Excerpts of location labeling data
☆ ☆ ☆ ☆ ☆
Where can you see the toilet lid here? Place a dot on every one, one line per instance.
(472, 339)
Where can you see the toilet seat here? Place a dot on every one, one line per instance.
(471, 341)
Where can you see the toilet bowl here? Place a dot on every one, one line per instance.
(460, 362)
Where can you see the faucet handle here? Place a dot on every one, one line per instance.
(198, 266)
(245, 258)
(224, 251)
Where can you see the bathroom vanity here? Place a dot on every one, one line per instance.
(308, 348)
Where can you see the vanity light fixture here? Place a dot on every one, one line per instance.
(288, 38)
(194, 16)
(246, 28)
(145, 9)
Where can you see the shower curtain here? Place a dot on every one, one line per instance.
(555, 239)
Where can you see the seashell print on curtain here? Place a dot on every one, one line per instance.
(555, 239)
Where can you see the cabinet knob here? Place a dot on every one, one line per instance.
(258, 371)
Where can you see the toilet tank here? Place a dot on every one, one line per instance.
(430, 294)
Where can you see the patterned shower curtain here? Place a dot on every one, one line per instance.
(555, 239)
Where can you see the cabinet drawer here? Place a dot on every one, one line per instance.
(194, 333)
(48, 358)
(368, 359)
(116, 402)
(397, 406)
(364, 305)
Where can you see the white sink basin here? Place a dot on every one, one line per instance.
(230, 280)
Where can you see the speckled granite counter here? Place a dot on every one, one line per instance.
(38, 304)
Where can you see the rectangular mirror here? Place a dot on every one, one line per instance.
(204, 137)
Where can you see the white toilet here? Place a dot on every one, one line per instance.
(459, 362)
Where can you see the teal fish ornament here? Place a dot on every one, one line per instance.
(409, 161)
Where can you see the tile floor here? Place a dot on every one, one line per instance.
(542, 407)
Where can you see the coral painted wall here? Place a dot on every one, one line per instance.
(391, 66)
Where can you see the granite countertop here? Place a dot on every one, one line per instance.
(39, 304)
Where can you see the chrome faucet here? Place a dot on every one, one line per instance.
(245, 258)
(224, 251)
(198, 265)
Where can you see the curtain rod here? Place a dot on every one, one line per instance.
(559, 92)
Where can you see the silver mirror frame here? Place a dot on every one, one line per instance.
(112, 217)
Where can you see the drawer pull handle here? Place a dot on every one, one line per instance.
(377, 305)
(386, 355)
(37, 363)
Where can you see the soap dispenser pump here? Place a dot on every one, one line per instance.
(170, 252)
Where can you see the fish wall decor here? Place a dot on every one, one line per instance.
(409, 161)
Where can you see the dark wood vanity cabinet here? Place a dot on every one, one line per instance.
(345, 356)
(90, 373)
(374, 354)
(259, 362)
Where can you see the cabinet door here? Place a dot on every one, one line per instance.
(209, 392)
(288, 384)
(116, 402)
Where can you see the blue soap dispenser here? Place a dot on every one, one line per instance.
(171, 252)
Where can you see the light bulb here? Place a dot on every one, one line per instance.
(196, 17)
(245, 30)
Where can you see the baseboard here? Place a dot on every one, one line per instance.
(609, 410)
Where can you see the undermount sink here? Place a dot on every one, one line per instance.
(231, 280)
☆ ☆ ☆ ☆ ☆
> THE REQUEST
Return all of the entries above word for word, keeping every line in its original order and changing nothing.

> RESULT OF THIS EXERCISE
Where can you see the toilet lid here? Place a dot on every one, one line per instance.
(472, 339)
Where can you see the toilet seat here? Place a dot on every one, one line per instance.
(471, 341)
Where can you see the toilet bowl here? Place a dot on every one, one line per instance.
(460, 362)
Where can you see the faucet handle here? Place a dot on every one, one line per instance.
(198, 266)
(245, 258)
(224, 251)
Where can you see the bathroom vanity here? Place a dot on every one, one line per instance.
(308, 348)
Where can you see the vanity light fixture here? Place a dot on every one, one line per instance.
(288, 38)
(194, 16)
(246, 28)
(145, 9)
Where can you see the shower curtain here? Place a dot on every one, one line per instance.
(555, 239)
Where can you see the seashell print on curtain here? Place a dot on every one, one line per instance.
(555, 239)
Where can you see the cabinet knob here? Place a dot on every one, one line per instance.
(258, 371)
Where can you see the toilet tank here? Place a dot on every one, one line per instance.
(430, 294)
Where can you see the patterned shower curtain here? Place a dot on every one, one line per instance.
(555, 239)
Where can you see the cabinet drawer here? Place a dot on every one, one line per instance.
(194, 333)
(48, 358)
(368, 359)
(116, 402)
(397, 406)
(364, 305)
Where can you see the white sink basin here? Place a dot on every one, one line per instance.
(230, 280)
Where can you see the speckled granite counter here? Place a dot on every one, one line per instance.
(38, 304)
Where can you see the rectangular mirror here? Place a dot on every one, one line per instance.
(204, 137)
Where can you see the white toilet here? Place a dot on every one, one line per instance.
(459, 362)
Where can you see the teal fish ornament here? Place a dot on every one, one line per instance.
(409, 161)
Where can you see the tile floor here? Place a dot on every one, one line per instance.
(542, 407)
Where can you see the coral painted wall here? Place a dot on every one, one line per instance.
(391, 66)
Where can you see the granite countertop here? Place a dot on every one, one line per instance.
(39, 304)
Where can you see the chrome faucet here? Place a dot on every one, one line per instance.
(245, 258)
(224, 251)
(198, 265)
Where can you see the curtain rod here? Place a dot on every one, one line per instance.
(559, 92)
Where can you see the silver mirror frame here? Place a dot on every one, one line per instance.
(112, 217)
Where can you see the drawer pull handle here? Place a dot on every one, one line per instance.
(377, 305)
(386, 355)
(37, 363)
Where can you see the soap dispenser pump here? Place a dot on every one, one line per instance.
(170, 252)
Where can you see the fish wall decor here? Place a dot on every one, one line per instance.
(409, 161)
Where can you see the dark wood vanity cabinet here? Place a dot on every one, one line per instance.
(345, 356)
(90, 373)
(374, 354)
(259, 362)
Where can you see the cabinet door here? Place a dot on every one, one line per instance.
(209, 392)
(288, 384)
(116, 402)
Where can you see the blue soap dispenser here? Place a dot on every one, one line per instance.
(171, 252)
Where can you see the light bulb here? Place a dot on every one, one line per instance.
(196, 17)
(245, 30)
Where can you see the baseboard here? Place a dot on every one, one line per instance.
(609, 410)
Where can you see the undermount sink here? Place a dot on every one, one line per instance.
(231, 280)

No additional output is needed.